# ASSIGNMENT
Show every line of the material that follows in which the word "target" occurs.

# RAW DATA
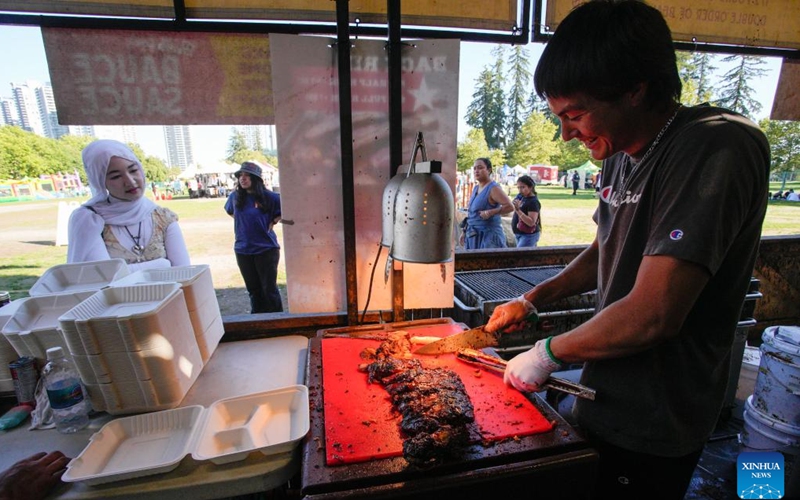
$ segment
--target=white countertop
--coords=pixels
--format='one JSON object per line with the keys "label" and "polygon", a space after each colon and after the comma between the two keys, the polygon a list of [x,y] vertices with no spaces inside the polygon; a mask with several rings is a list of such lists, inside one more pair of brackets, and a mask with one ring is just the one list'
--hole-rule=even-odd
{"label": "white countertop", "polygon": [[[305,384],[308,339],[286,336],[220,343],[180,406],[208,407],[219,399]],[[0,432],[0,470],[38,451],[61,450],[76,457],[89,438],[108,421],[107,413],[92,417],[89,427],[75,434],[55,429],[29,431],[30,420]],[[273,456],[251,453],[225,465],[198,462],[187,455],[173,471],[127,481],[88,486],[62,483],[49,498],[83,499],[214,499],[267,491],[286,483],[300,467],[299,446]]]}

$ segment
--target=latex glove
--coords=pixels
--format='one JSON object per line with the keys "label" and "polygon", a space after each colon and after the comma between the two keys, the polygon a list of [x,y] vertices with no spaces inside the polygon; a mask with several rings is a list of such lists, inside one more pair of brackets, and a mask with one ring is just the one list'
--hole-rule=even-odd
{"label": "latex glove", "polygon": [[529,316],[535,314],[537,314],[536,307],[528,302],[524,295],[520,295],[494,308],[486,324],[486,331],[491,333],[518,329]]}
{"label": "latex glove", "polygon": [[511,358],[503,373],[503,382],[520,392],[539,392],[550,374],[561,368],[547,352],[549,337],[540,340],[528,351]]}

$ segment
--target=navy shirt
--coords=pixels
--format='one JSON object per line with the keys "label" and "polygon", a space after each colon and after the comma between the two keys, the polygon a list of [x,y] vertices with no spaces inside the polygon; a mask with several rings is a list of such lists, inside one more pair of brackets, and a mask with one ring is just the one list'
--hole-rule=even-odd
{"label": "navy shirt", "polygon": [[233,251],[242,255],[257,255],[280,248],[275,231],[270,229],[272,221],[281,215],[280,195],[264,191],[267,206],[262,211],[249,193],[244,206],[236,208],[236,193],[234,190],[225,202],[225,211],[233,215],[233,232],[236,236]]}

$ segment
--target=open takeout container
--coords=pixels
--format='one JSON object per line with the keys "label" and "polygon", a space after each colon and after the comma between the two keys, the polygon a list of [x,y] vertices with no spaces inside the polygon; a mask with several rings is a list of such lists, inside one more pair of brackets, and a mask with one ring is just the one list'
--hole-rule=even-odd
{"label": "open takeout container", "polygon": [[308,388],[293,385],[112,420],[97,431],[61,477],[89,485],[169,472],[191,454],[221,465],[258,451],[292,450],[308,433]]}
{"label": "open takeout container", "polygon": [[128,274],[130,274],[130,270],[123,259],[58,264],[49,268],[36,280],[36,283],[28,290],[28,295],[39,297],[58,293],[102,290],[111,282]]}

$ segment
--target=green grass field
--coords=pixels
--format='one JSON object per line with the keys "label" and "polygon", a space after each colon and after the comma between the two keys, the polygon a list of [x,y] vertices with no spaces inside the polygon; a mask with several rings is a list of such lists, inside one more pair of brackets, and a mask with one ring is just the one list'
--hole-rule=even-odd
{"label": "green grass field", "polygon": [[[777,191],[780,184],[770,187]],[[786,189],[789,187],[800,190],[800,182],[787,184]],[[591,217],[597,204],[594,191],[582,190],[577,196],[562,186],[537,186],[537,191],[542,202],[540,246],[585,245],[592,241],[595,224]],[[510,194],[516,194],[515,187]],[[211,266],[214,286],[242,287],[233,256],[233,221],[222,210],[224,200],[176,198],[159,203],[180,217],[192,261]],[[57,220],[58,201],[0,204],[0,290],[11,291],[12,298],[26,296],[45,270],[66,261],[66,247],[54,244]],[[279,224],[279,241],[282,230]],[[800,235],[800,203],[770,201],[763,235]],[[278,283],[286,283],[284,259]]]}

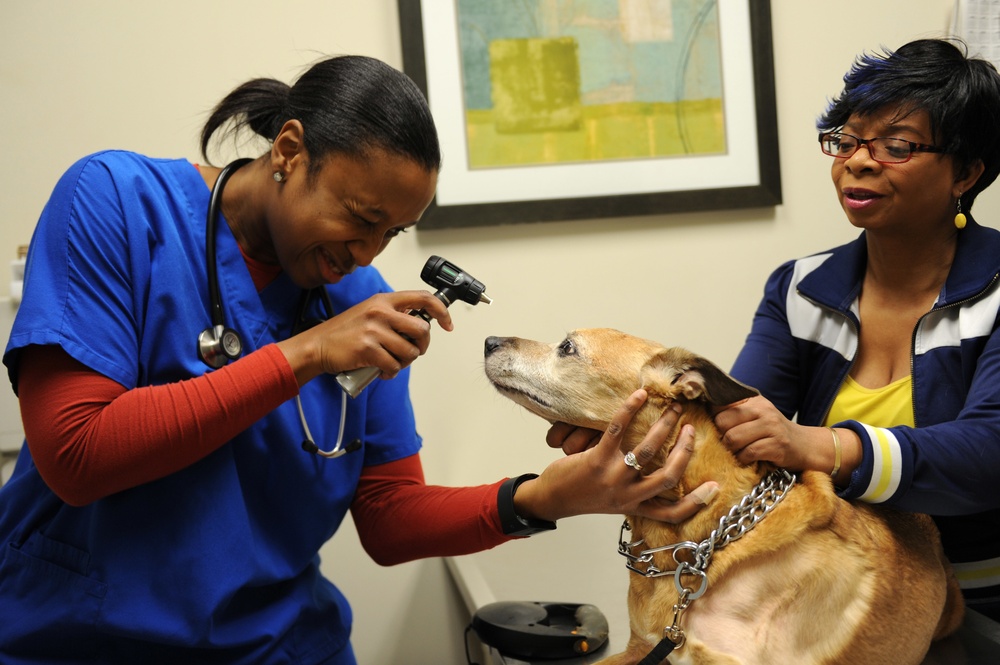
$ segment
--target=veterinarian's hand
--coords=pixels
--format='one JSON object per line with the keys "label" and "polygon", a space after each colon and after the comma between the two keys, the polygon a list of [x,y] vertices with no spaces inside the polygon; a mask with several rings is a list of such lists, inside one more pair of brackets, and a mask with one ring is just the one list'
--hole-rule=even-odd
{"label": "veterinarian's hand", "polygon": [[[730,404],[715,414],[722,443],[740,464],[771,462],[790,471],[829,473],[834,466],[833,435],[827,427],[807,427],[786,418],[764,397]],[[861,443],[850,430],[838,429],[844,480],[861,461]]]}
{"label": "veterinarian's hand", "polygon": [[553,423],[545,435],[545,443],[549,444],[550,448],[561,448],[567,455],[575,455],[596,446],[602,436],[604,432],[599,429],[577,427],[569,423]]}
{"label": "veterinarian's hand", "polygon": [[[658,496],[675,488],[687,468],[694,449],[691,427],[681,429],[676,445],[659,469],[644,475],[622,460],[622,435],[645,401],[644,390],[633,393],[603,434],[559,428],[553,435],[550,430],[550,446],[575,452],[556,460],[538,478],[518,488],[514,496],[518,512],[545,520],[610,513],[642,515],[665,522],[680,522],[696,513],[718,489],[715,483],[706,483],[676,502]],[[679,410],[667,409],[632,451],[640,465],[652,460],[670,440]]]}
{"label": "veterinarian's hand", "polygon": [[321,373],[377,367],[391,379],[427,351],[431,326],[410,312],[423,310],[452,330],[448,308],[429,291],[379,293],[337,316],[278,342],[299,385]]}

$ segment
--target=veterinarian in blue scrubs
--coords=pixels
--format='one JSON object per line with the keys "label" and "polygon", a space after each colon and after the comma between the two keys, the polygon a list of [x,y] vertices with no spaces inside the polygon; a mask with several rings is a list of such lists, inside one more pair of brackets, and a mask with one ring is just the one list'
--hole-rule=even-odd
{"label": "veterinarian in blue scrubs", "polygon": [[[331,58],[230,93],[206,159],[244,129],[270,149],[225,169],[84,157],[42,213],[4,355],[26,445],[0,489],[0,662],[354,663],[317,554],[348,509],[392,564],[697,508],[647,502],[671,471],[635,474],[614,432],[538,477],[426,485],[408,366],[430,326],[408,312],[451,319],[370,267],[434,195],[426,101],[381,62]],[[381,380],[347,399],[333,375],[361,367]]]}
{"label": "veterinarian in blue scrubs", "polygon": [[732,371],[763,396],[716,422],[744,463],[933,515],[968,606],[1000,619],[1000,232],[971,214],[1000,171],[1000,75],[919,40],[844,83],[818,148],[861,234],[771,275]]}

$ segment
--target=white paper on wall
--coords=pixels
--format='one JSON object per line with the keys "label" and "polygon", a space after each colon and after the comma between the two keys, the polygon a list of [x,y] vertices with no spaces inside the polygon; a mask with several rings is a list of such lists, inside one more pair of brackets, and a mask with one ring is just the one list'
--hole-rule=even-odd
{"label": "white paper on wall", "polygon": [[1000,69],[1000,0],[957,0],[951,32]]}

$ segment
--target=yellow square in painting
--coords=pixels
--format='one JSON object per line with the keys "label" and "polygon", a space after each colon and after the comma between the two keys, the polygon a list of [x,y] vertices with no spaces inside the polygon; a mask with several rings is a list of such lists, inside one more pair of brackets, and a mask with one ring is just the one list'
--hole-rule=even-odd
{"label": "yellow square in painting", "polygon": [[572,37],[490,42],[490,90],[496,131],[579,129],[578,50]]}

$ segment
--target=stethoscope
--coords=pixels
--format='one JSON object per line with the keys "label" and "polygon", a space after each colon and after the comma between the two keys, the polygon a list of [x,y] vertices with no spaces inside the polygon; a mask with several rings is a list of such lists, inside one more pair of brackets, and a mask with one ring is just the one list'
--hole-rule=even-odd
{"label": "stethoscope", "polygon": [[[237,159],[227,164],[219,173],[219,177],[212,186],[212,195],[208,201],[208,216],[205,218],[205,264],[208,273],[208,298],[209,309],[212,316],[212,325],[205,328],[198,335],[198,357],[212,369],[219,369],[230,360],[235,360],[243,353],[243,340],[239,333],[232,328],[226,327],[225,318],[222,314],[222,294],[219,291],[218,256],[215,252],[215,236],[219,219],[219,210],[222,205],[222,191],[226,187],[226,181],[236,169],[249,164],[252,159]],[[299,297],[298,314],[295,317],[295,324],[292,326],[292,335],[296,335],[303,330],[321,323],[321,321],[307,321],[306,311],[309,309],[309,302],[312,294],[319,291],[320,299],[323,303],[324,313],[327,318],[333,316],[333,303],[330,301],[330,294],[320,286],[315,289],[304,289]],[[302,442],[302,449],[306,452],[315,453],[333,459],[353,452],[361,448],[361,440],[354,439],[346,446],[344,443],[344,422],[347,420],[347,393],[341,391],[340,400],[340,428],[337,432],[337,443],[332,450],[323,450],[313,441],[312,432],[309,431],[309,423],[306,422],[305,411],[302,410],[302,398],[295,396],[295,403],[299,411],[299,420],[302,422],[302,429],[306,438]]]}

# EXERCISE SOLUTION
--target=white countertop
--target=latex glove
--target=navy shirt
--target=open takeout container
--target=green grass field
--target=veterinarian's hand
--target=veterinarian in blue scrubs
--target=white paper on wall
--target=yellow square in painting
--target=stethoscope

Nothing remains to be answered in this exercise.